### [Text shown]
__________
In terms of historical options, I think you have to look at Starlight Express and Sunset Boulevard as some of the most elaborate. I always thought the original Into the Woods was very ahead of its day too.
For more recent ones, I thought My Fair Lady at Lincoln Center was dazzling (that house alone was gorgeous) and of course Great Comet. And the build-out for Spongebob and Moulin Rouge are/were impressive though, as someone said, it was less so when the curtain rose.
But really, I can't recall the name of a play that was on a huge raised turntable. Maybe 8-9 years ago? And they had trouble with the mechanism (it wasn't Machinal) and had to manually turn it at least once during previews"
Might you mean Act One at LCT at the Beaumont? I loved that set, but I can't for the life of me remember if there was a turntable.
Sunset Blvd's set was amazing. As I recall, they had to get permits and building inspections to meet codes (I would think this requirement is true for many sets, but the newspapers at the time made a point of talking about it).
Sure the original FOLLIES and SWEENEY TODD were lush and brilliant designs, but honestly very simple technologically. Remember, the pie shop-barber shop unit was just rolled on and off by cast members. I’ll second the mention of GRIND, which featured a turntable carrying a backstage maze of dressing rooms on 5 levels along with a vaudeville stage with a full working fly loft. Watching the drops go up and down WHILE the deck rotated was absolute bliss.
__________
### [Stored data]
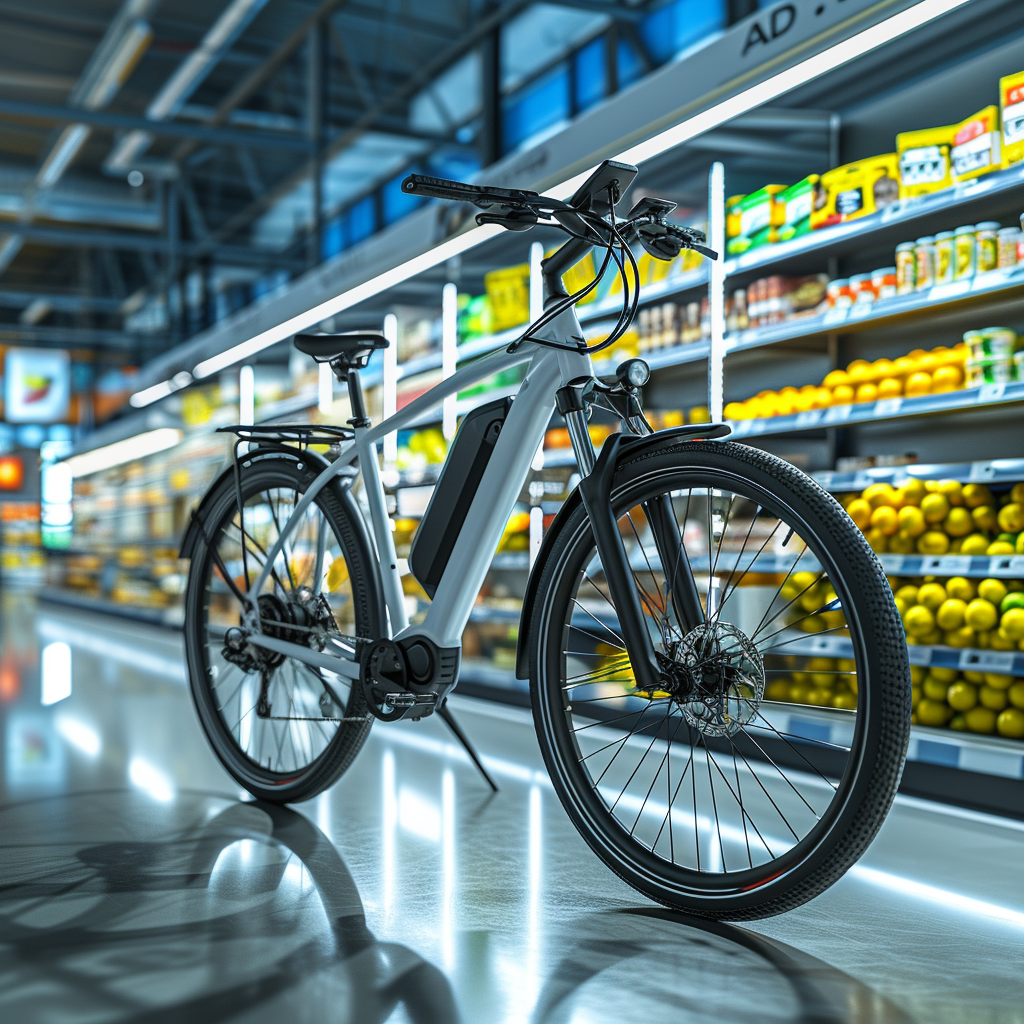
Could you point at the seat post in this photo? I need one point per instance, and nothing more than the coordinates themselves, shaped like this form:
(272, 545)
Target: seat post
(359, 418)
__________
### [Set of tasks]
- 1) In the discussion of elaborate stage sets, how was the pie shop-barber shop unit in the original SWEENEY TODD moved?
- 2) Write the next part of the discussion of elaborate stage sets, picking up after its final sentence.
The data has no connection to the discussion of stage sets.

### [Expected outputs]
- 1) Cast members rolled it on and off.

- 2)
And to answer Jagman, yep, Act I had that gorgeous skeletal structure set on a giant turntable so you saw through the tenement sets to the Beekman Place mansion Hart would arrive at by Act 2. The set that put the brilliant Beowulf Borritt on the map. His current designs for NY NY are equally sumptuous though perhaps not so groundbreaking technologically.
Auggie27 said: "I heard that the ill-fated Ghost was one of the most difficult to maintain, with led lights and the magical walls. The projections were fully integrated on every surface, and though the final effect was simple, the execution was a programming nightmare. I know someone who worked on the show, and it was one tech crisis after another."
It was breaking down even in previews. I remember going to see it on a Wednesday night and the show was stopped in Act II for 40 minutes due to a set piece breaking during a transition in the song…wait for it…”Nothing Stops Another Day”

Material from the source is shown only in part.